Work to be completed ->
Count the lines of the material below that contain the word "Input", and reply with only that number.

Rows ->
-- -- --

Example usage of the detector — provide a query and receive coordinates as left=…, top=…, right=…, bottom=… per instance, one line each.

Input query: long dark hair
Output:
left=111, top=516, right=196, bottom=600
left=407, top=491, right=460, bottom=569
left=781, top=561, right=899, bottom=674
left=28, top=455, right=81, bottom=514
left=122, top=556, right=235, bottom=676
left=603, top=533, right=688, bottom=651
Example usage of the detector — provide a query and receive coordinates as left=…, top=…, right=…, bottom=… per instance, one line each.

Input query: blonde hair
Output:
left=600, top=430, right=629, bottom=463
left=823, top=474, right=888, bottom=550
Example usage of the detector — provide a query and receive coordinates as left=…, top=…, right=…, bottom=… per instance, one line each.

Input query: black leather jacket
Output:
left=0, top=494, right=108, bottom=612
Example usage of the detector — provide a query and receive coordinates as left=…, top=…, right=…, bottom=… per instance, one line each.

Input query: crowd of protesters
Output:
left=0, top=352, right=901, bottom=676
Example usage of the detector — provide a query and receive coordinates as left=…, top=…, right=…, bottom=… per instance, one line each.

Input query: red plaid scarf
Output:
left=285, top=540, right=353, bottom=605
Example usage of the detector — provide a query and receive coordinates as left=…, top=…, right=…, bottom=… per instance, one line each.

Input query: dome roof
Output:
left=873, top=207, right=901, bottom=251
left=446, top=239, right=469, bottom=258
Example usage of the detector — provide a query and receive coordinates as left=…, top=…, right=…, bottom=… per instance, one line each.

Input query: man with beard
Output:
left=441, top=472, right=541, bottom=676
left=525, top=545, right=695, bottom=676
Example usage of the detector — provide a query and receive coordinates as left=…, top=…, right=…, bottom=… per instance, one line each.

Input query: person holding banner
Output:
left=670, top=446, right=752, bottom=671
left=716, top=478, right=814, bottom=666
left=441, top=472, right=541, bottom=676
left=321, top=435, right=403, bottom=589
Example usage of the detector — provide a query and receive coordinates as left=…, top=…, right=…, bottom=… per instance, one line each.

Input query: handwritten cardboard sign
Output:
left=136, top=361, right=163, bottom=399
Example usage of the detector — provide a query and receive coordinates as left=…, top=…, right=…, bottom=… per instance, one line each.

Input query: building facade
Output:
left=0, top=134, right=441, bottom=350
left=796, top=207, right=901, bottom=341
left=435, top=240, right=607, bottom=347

-- -- --

Exercise output ->
10